(Data section Opens)

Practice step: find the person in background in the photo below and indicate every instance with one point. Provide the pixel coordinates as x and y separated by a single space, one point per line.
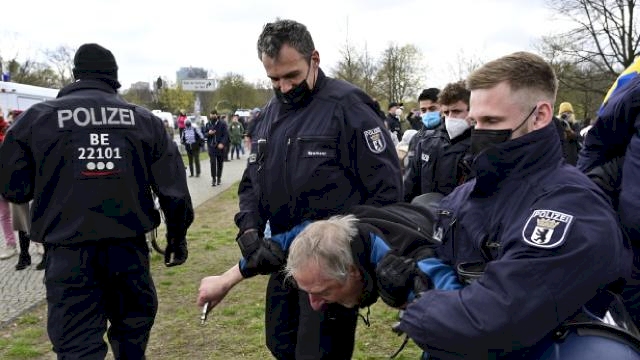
432 126
235 134
192 138
568 129
170 131
5 212
217 136
182 119
526 218
403 148
21 224
392 121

(Data section Closes)

• [Task prompt]: The copy you produce must match the entries above exactly, except that it has no pictures.

• [Exercise answer]:
Practice step: find the person in background in the photo below and indicate every instance with one point. Provide the pixel coordinates as x and y separated by a single space, one point per line.
432 126
235 134
192 138
568 129
170 131
5 212
217 136
182 119
526 218
403 148
21 224
392 121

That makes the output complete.